══ Study text ══

Pipeline for allele-specific variant calling from RNAseq. This pipeline has been optimized to work with ERCC exRNA samples on BRL-BCM HPC.
- Construction of the diploid genomes requires the following dependencies:
- gnomAD frequency database hg38_gnomad30_genome.txt available at Annovar Main Package
- vcf2diploid
- Crossmap
- The variant calling pipeline requires the following dependencies:
- STAR, gatk, picard, samtools, BEDTools
- Hg38 reference file,reference annotation file and known variants sites files such as 1000G_phase1.snps.high_confidence.hg38.vcf.gz, Mills_and_1000G_gold_standard.indels.hg38.vcf.gz, all available at GATK resource bundle.

═══
══ Exercise data ══

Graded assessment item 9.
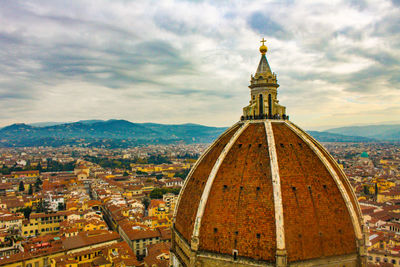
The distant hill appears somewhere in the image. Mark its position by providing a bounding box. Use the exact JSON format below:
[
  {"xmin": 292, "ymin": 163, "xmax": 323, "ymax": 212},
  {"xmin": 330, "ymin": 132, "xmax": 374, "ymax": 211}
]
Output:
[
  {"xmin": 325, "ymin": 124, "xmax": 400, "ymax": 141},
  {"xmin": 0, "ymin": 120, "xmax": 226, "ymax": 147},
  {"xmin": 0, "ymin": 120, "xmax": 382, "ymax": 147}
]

═══
══ Exercise data ══

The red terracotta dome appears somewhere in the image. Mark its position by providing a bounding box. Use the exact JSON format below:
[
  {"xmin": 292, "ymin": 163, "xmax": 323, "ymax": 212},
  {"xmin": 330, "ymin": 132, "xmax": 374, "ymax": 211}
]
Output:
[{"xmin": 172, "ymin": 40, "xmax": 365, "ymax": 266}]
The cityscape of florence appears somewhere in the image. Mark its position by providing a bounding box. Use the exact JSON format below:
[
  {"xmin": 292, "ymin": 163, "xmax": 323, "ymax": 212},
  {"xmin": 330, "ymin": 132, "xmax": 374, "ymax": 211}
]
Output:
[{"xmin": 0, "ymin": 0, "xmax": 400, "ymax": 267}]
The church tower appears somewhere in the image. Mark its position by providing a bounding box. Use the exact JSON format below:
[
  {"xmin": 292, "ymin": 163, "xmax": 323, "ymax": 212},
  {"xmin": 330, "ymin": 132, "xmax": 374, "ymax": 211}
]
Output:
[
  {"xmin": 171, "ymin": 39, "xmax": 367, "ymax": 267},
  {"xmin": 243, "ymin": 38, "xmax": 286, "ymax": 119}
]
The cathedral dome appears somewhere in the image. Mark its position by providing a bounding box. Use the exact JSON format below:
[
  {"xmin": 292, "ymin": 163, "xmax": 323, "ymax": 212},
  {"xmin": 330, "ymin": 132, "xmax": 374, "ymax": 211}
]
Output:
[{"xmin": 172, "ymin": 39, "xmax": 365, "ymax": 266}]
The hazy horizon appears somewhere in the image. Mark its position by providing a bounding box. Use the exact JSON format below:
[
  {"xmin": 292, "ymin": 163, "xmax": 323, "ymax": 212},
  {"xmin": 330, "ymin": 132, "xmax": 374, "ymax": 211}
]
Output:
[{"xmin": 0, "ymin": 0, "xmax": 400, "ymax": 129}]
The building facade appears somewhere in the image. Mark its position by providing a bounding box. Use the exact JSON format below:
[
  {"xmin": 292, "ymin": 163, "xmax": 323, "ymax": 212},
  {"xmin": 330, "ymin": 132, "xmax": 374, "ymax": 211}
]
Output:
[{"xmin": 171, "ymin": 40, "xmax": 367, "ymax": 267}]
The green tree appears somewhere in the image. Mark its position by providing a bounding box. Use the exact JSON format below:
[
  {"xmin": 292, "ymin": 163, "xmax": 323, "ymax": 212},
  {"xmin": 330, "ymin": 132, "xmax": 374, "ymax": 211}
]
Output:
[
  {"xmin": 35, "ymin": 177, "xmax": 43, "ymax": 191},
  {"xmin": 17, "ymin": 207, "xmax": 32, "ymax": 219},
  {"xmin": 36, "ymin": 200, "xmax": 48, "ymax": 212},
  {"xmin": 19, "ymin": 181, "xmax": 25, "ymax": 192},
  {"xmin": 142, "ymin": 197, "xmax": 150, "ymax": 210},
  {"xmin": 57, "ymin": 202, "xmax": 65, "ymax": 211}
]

═══
══ Exercise data ══

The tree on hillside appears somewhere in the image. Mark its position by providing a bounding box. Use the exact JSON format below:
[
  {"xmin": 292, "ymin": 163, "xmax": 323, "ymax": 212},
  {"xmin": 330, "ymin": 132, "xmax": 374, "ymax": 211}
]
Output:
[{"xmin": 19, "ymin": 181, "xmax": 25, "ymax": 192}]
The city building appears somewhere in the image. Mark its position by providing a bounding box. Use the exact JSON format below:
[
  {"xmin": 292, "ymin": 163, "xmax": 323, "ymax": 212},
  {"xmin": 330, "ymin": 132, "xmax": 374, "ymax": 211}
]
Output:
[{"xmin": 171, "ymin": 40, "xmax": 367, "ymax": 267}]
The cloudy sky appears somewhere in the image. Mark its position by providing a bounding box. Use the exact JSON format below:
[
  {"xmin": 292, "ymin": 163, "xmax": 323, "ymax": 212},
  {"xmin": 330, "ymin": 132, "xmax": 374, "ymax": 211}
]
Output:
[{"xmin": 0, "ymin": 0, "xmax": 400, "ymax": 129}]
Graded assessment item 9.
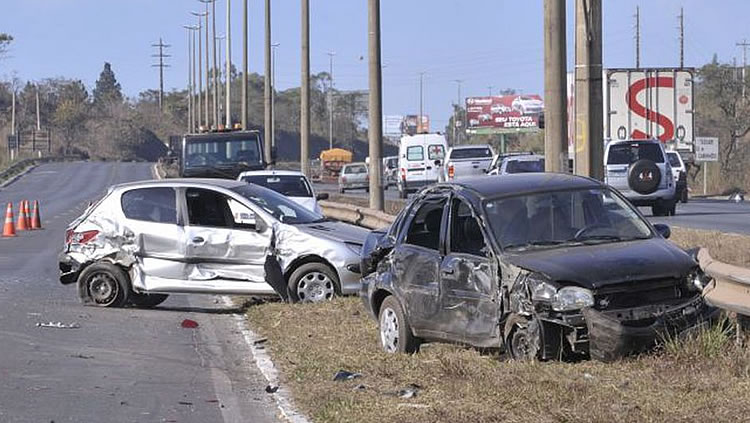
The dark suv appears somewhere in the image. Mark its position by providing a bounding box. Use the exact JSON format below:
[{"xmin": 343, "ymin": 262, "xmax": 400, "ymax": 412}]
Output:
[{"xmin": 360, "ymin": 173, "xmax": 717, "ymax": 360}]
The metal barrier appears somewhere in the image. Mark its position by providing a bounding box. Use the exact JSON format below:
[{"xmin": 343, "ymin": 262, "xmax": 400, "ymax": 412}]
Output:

═══

▸ Work item:
Write a continuation of the RNAseq allele-specific variant calling pipeline text, beginning right after its list of dependencies.

▸ Exercise output:
- getBedCoveragePerStudy.pbs.txt: generate unioned coverage depth bedfile across ERCC studies
- getSumBedCoveragePerStudy.pbs.txt: utilize unionbedgByStudy.R to sumarize covered regions by study
- maskRefGenome.pbs.txt: mask uncovered genome regions.
- Convert unioned ERCC genome coverage bedgraphs from version hg19 to hg38
ppl_vCall_ref_Hr4Rm47Prc4.pbs: calls extracellularly expressed variants with minimum reference bias.